** Stated goal **
Which lines in the items below contain the word "rear"? Pick out each one and copy it in full.

** Input **
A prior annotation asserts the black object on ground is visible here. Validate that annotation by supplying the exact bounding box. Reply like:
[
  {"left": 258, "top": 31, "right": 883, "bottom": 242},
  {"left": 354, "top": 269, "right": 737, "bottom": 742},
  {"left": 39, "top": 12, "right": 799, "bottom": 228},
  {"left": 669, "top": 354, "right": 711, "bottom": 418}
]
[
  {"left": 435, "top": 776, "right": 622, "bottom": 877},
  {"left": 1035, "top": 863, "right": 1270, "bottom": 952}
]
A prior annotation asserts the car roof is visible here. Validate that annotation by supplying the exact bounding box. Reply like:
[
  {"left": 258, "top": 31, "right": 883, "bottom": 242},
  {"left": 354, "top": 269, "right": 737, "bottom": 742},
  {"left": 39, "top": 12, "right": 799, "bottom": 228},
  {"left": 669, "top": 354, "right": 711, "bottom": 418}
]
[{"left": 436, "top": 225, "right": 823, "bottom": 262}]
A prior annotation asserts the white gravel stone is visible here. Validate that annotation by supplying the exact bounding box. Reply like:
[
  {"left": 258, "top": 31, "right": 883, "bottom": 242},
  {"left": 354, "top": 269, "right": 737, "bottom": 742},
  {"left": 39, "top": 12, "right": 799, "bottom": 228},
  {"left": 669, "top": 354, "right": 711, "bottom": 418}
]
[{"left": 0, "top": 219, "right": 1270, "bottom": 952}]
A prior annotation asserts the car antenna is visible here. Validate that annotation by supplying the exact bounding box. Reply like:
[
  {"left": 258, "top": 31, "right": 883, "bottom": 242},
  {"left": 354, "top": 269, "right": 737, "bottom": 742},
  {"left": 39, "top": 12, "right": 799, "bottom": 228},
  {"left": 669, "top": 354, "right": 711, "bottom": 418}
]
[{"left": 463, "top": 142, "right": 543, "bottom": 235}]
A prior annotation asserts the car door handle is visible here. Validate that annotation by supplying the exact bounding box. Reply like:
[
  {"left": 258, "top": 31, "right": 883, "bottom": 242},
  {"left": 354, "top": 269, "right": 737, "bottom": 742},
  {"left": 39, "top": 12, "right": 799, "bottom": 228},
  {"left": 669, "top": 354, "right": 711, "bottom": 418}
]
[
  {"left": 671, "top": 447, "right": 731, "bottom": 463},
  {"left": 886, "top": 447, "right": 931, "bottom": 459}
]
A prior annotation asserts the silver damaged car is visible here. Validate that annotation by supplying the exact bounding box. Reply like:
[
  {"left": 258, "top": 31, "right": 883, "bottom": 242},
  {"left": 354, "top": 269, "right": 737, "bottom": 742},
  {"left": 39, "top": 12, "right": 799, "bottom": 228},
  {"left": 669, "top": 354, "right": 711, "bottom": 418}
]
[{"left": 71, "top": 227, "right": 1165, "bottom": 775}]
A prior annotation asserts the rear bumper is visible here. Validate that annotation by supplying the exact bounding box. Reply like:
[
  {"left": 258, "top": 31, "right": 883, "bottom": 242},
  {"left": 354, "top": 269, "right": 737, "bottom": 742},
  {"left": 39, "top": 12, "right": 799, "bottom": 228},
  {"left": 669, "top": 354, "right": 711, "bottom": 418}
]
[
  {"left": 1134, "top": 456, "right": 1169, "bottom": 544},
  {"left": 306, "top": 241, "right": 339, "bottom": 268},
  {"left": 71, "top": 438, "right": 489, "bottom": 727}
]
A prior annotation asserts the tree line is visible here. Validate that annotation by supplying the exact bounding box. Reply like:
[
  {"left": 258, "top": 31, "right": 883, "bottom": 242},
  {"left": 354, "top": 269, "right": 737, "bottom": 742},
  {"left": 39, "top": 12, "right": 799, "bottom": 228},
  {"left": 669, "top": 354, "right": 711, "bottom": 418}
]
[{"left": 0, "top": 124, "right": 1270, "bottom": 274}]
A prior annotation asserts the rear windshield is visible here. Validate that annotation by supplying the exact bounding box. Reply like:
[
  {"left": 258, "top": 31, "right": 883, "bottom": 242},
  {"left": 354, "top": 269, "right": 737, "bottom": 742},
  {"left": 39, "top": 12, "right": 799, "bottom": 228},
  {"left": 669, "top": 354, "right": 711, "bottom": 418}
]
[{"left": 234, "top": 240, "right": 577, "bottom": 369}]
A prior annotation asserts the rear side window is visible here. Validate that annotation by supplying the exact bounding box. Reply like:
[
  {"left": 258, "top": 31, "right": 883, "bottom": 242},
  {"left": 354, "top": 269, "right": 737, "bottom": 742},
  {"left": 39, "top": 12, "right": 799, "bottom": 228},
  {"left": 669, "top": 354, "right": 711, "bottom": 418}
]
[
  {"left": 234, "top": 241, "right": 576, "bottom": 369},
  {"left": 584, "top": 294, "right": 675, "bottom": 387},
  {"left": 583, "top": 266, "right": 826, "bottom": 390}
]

** Solution to this exercise **
A prior annotation asserts the rear bumper is visible here. Validate that annotation by supplying the exact bounding box. Reply like:
A prior annotation asserts the rear windshield is visible here. Validate that annotation by supplying the exact bounding box. Reply like:
A prior annotation asserts the rear side window is visible here. Validate that annotation by supplying the exact bounding box. Reply like:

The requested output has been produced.